Los presbíteros constituyen el grado inmediatamente inferior al obispo. “Al presbítero pertenece consagrar el sacramento del cuerpo y de la sangre del Señor, decir las oraciones y bendecir al pueblo”, escribe tajantemente San Isidoro en una carta al obispo Laudefredo35. Por dependencia de un conocido texto de San Jerónimo36, que reproduce de modo literal, San Isidoro, en un pasaje de su obra De ecclesiasticis officiis37, da la impresión de considerar las limitaciones de los presbíteros con respecto al obispo, por ejemplo, su falta de poder para ordenar, como procedentes de una mera costumbre eclesiástica38. Pero el texto de la carta a Laudefredo que acabo de citar, es demasiado tajante para sostener esta interpretación; tanto más que se completa con una no menos nítida descripción de las funciones del obispo: “Al obispo pertenece (…) la confección del crisma; él mismo constituye los oficios y órdenes eclesiásticos antes citados”39. Y aun dentro de la obra De ecclesiasticis officiis es innegable la afirmación de que las diferencias entre obispo y presbítero no han surgido por mera costumbre eclesiástica. La clara toma de posición se encuentra en un contexto en que se habla de la confirmación: “Se debe sólo a los Pontífices que confirmen o confieran el Espíritu Paráclito, lo cual lo demuestra no sólo la costumbre eclesiástica, sino también aquella anterior lectura de Los Hechos de los Apóstoles, que afirma que Pedro y Juan fueron enviados, para que confirieran el Espíritu Santo a los ya bautizados (Hch 8, 14-17). Porque a los presbíteros está permitido, sin obispo o estando presente el obispo, cuando bautizan, ungir con crisma a los bautizados, con tal que haya sido consagrado por el obispo, pero no signar la frente con el mismo óleo, lo cual corresponde sólo a los obispos, cuando confieren el Espíritu Santo”40.

== Problema planteado 1 ==
Enumera las funciones que, según la cita de la carta al obispo Laudefredo recogida en el texto sobre los presbíteros, pertenecen al presbítero.

== Datos del ejercicio ==

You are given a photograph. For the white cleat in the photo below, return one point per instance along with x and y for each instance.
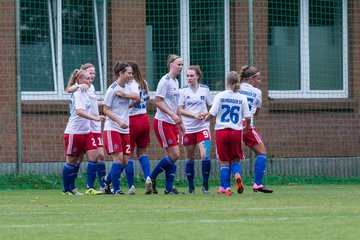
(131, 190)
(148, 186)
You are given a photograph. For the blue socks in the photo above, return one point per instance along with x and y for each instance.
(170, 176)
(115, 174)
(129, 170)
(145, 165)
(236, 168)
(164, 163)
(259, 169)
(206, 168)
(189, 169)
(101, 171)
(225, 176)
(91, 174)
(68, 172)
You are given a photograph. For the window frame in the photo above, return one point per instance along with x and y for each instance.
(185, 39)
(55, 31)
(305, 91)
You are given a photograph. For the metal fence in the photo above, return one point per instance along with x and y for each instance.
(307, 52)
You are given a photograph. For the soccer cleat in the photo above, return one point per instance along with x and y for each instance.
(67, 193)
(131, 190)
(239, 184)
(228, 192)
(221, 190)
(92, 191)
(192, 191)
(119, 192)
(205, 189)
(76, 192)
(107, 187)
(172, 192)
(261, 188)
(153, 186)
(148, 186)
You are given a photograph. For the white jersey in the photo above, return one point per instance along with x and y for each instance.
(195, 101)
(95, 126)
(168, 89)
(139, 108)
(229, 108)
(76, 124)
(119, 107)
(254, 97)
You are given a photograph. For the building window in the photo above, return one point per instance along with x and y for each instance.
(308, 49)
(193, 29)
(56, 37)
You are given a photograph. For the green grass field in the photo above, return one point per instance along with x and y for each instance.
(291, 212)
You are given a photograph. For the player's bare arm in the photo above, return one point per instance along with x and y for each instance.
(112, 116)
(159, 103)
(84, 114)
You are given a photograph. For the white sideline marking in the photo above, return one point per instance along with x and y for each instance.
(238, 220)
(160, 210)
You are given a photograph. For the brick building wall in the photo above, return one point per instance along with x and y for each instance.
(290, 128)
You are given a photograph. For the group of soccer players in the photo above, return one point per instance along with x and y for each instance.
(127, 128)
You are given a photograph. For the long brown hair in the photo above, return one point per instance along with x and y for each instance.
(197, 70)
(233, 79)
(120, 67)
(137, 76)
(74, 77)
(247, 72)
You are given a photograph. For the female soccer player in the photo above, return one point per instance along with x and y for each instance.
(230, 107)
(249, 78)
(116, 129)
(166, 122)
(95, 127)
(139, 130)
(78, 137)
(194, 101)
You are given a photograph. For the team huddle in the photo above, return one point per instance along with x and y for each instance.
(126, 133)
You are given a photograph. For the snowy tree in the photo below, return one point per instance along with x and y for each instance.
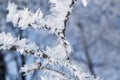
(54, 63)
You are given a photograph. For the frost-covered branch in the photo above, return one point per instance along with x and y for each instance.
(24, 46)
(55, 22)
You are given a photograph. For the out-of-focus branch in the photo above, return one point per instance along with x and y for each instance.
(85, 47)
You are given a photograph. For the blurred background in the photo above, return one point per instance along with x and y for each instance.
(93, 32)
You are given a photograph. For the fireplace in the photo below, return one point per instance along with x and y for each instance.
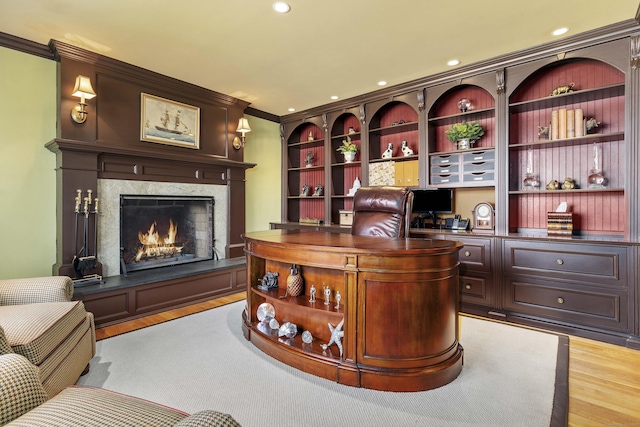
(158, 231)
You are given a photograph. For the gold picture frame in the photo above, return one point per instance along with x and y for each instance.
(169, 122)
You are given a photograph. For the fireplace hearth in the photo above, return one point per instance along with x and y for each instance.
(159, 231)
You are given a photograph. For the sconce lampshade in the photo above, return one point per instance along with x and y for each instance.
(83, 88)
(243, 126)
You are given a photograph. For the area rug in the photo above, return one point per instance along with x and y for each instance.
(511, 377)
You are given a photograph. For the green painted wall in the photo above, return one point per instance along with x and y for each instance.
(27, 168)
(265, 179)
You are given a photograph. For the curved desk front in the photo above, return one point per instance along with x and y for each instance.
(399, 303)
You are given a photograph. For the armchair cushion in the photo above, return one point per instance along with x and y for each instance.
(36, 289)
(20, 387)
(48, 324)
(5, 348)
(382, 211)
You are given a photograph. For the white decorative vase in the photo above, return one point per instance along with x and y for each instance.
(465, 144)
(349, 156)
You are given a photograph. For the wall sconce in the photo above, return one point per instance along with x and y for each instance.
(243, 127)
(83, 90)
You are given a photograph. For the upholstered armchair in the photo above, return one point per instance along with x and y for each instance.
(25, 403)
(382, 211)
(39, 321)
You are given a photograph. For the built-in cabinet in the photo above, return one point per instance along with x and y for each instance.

--

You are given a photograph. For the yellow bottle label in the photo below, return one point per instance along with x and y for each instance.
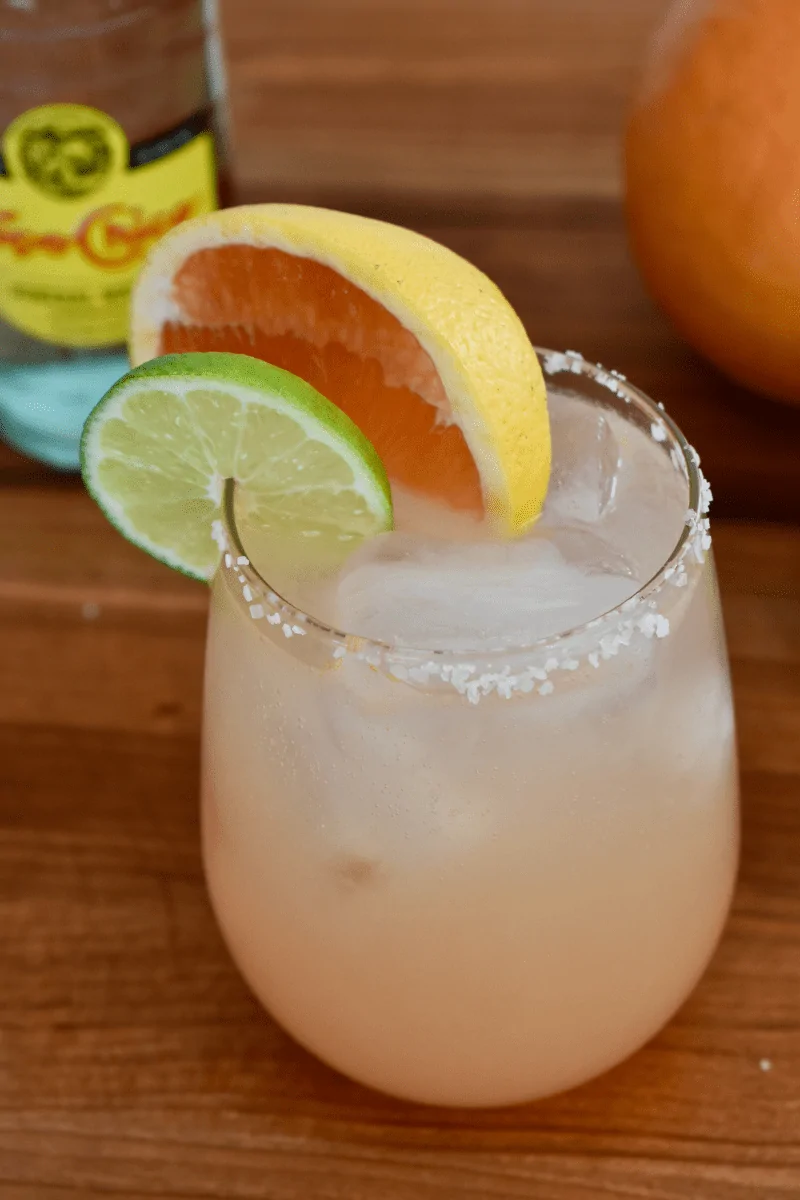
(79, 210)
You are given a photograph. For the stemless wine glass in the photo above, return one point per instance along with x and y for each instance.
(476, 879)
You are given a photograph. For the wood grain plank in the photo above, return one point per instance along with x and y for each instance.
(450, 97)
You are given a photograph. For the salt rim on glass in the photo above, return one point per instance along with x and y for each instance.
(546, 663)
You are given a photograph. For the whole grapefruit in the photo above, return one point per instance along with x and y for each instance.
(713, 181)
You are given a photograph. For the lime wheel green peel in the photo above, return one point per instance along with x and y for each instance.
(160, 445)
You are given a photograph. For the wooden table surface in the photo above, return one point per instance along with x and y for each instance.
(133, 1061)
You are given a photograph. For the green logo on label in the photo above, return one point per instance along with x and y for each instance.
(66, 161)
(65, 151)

== Problema planteado 2 ==
Selecciona cada línea de los registros que contenga la palabra "wall", respetando mayúsculas y minúsculas.

== Respuesta 1 ==
- Consagrar el sacramento del cuerpo y de la sangre del Señor
- Decir las oraciones
- Bendecir al pueblo

== Respuesta 2 ==
You are given a photograph. For the brick building wall in the photo above, return one point per instance along with x and y for each instance.
You are given a photograph. For the green painted wall in the photo above, return one point per instance along with x and y for each instance.
You are given a photograph. For the wall sconce in the photo above, return one point per instance along with x and y for each instance.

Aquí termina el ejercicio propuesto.